[Point annotation records]
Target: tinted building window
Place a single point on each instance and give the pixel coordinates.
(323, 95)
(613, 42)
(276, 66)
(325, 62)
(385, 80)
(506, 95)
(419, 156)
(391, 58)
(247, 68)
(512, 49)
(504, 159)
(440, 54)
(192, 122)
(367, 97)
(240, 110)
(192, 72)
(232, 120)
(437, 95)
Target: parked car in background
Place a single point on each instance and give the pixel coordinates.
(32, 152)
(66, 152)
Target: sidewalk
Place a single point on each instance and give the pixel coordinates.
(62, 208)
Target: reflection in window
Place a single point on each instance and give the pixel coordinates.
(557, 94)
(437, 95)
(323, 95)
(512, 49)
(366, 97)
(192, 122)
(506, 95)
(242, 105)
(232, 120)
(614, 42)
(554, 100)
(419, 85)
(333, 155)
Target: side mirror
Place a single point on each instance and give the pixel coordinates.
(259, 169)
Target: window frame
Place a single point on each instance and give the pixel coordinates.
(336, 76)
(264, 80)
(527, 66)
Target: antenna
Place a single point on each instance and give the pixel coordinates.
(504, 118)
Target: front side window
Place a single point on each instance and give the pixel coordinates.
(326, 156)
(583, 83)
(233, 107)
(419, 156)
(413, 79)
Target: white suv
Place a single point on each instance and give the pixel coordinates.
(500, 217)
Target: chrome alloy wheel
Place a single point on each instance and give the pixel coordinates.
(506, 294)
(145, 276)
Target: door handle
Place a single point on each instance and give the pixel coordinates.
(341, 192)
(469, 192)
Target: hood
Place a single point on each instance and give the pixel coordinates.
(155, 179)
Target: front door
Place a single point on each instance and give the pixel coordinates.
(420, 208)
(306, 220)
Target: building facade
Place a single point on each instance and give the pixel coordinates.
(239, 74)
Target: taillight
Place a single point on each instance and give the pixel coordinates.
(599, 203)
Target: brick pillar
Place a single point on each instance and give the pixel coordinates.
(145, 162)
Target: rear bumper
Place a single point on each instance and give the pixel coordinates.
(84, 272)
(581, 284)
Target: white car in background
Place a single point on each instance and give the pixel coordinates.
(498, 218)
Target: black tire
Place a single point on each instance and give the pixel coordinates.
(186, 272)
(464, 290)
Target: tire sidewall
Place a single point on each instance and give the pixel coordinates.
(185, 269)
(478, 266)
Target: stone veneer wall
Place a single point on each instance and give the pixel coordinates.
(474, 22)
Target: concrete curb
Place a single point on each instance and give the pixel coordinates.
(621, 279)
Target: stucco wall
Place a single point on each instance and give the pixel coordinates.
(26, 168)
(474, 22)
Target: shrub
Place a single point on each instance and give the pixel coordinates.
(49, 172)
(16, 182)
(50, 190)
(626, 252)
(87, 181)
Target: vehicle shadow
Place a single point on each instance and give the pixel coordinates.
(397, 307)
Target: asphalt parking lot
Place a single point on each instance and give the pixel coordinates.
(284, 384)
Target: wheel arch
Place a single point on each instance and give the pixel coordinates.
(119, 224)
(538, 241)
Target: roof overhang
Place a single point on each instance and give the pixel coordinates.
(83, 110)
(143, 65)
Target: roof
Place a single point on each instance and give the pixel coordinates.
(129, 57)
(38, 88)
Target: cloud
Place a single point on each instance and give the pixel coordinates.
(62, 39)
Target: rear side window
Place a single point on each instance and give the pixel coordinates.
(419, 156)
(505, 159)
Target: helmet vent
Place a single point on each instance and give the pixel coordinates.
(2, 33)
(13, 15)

◆ **Your instructions**
Update the records above by replacing each occurrence of "pixel coordinates" with "image coordinates", and keep every other line unchanged.

◆ **Right answer**
Target: tinted building window
Place a single point on each instance and give the image coordinates.
(323, 95)
(613, 42)
(276, 66)
(325, 62)
(385, 80)
(506, 95)
(419, 156)
(391, 58)
(247, 68)
(512, 49)
(504, 159)
(440, 54)
(192, 122)
(367, 97)
(240, 110)
(192, 72)
(232, 120)
(437, 95)
Target: parked car in background
Place a single point on each instance and give the image coordinates.
(32, 152)
(66, 152)
Target: sidewalk
Place a single point on each instance and give the image coordinates.
(62, 208)
Target: reflection in window
Place a single point on each instance and give the image coordinates.
(557, 94)
(437, 95)
(323, 95)
(512, 49)
(366, 97)
(192, 122)
(506, 95)
(242, 105)
(232, 120)
(614, 42)
(554, 100)
(419, 85)
(333, 155)
Target: side mirror
Place a single point on each instance and give the image coordinates.
(259, 169)
Target: window frame
Place a single point on each instance and give the image coordinates.
(336, 76)
(264, 80)
(527, 66)
Target: antenna
Place a single point on each instance and give the image coordinates.
(504, 118)
Target: front side window
Place a single point on each instance and give the image coordinates.
(326, 156)
(583, 83)
(233, 107)
(419, 156)
(413, 79)
Target: white suv
Place a single point on each instance and give the image coordinates.
(500, 217)
Target: chrome alloy wheel
Place a single point on each instance and give the image coordinates.
(506, 294)
(145, 276)
Target: door handle
Place a single point on each instance and give the image coordinates.
(341, 192)
(469, 192)
Target: hood
Place a single point on each instance and give the image coordinates.
(155, 179)
Target: front door
Place a single point on each instance and give the image coordinates.
(420, 208)
(306, 220)
Target: building facade
Place a single point on each instance and give the image coordinates.
(239, 74)
Target: taillight
Place a single point on each instance and give the image coordinates.
(599, 203)
Target: brick pillar
Place a single point on each instance and give the image coordinates.
(145, 162)
Target: rear bumper
Place a single point on each instance and give the image coordinates.
(84, 272)
(581, 284)
Target: white car in background
Place a single point on each instance and give the image coordinates.
(498, 218)
Target: black tire
Place a single point on each instance and give the image coordinates.
(186, 272)
(464, 290)
Target: tire sidewall
Place a single point on each instance and give the image coordinates.
(185, 269)
(478, 266)
Target: stone veneer wall
Place a single point on each instance and give the image coordinates.
(474, 22)
Target: concrete curb
Place a single point on each instance and give the image coordinates.
(621, 279)
Target: stucco wall
Place a single point on each instance and give the image coordinates.
(26, 168)
(474, 22)
Target: shrub
Place a single point on each instance and give the image coordinates.
(49, 172)
(16, 182)
(50, 190)
(626, 252)
(87, 181)
Target: vehicle shadow
Place a single point on each instance and give the image coordinates.
(397, 307)
Target: asphalt parking lot
Place a single point on each instance and give the image coordinates.
(284, 384)
Target: wheel arch
Place a single point on each instance and give the image coordinates.
(119, 224)
(538, 241)
Target: roof overhang
Place a single point on each instance and give the image coordinates.
(83, 110)
(143, 65)
Target: roof
Place a single point on each instance and give the image coordinates.
(129, 57)
(38, 88)
Target: cloud
Place a single point on each instance and give the image coordinates.
(62, 39)
Target: rear side window
Place a single point on each instance and give the image coordinates.
(419, 156)
(505, 159)
Target: helmet vent
Place a single point on each instance and give the image coordinates.
(2, 33)
(13, 15)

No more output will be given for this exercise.